▶ [SHORT TASK 1] Using the crossbow forum thread below, give the passage from "Anyone have a" to "better choice ..." again, swapping "draw-weight" for "pull weight".

▶ [EXTRACT]
+---+

# Looking for cross bow



## RoadRash (Sep 29, 2010)

Anyone have a suggestion on a good crossbow untill I get my FAC.
I think I should go with a compound is a cross easier to use or a normal bow?:scratch 
Thanks


----------



## NaeKid (Oct 17, 2008)

I have a Barnett Revolution AVI and it does very well. It is rated for just under 400' / second arrow-speed and when combined with a broad-head, does very nice damage. Reload time between shots is between 60 and 90 seconds due to the very high draw-weight ...

If you are looking for something that loads faster and doesn't need a bow-press to change the strings, a compound bow (like mine) is not the better choice ... 

There is a mail-order cross-bow shop based in Ottawa that seems to have decent prices on cross-bows that are also hunting-ready.


----------



## HozayBuck (Jan 27, 2010)

Now there's something I've never shot... guess I should try it.. some states allow hunting with them... for a shtf hunting weapon it would be Ideal I'd think...

Guess I may have to look into it...


----------



## mosquitomountainman (Jan 25, 2010)

A cross bow is easier to shoot accurately than a regular bow. I don't have a recommendation for brands except that you get one with a good trigger pull. We have two crossbows. One is a cheapie (under $100 dollars). The other is an expensive compound crossbow. Both can shoot accurately but the trigger pull on the cheap one is about 20 lbs. and on the expensive one it's about 5 pounds. If you can offord it get one with a good trigger pull of 5 pounds or less. Second thing to watch for is weight. These things are heavy!!! If you're going to carry it lighter is better. So, trigger pull is first priority which should give you several good models to choose from then buy the one that's lightest.

+---+

▶ [DATA FOR THIS TASK]
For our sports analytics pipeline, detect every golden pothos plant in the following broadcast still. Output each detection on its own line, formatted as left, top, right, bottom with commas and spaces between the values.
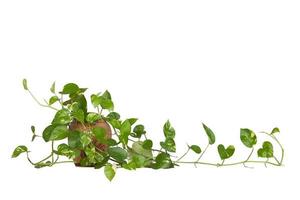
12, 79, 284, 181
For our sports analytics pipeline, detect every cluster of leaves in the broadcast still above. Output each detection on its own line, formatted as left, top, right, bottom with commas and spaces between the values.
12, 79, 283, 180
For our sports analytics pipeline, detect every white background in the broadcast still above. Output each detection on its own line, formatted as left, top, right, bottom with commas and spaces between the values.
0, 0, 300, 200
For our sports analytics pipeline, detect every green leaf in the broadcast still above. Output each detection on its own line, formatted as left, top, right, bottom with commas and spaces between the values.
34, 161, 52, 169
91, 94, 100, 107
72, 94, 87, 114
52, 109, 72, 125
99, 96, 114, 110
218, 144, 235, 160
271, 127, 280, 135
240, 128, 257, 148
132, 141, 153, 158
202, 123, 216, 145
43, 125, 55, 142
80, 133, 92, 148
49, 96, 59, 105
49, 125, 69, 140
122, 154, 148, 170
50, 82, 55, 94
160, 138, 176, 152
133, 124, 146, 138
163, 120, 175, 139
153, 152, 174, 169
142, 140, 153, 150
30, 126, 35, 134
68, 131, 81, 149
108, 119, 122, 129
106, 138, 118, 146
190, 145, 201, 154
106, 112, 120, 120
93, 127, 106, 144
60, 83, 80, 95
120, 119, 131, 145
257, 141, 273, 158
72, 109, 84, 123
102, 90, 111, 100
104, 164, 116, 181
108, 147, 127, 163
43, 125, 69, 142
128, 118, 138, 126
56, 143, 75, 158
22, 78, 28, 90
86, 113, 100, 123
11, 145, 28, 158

+---+

▶ [SHORT TASK 2] Reproduce the entries above word for word, from their first line to the line with "0, 0, 300, 200", and leave the pictures out.

▶ [FULL ANSWER 1]
Anyone have a suggestion on a good crossbow untill I get my FAC.
I think I should go with a compound is a cross easier to use or a normal bow?:scratch 
Thanks


----------



## NaeKid (Oct 17, 2008)

I have a Barnett Revolution AVI and it does very well. It is rated for just under 400' / second arrow-speed and when combined with a broad-head, does very nice damage. Reload time between shots is between 60 and 90 seconds due to the very high pull weight ...

If you are looking for something that loads faster and doesn't need a bow-press to change the strings, a compound bow (like mine) is not the better choice ...

▶ [FULL ANSWER 2]
For our sports analytics pipeline, detect every golden pothos plant in the following broadcast still. Output each detection on its own line, formatted as left, top, right, bottom with commas and spaces between the values.
12, 79, 284, 181
For our sports analytics pipeline, detect every cluster of leaves in the broadcast still above. Output each detection on its own line, formatted as left, top, right, bottom with commas and spaces between the values.
12, 79, 283, 180
For our sports analytics pipeline, detect every white background in the broadcast still above. Output each detection on its own line, formatted as left, top, right, bottom with commas and spaces between the values.
0, 0, 300, 200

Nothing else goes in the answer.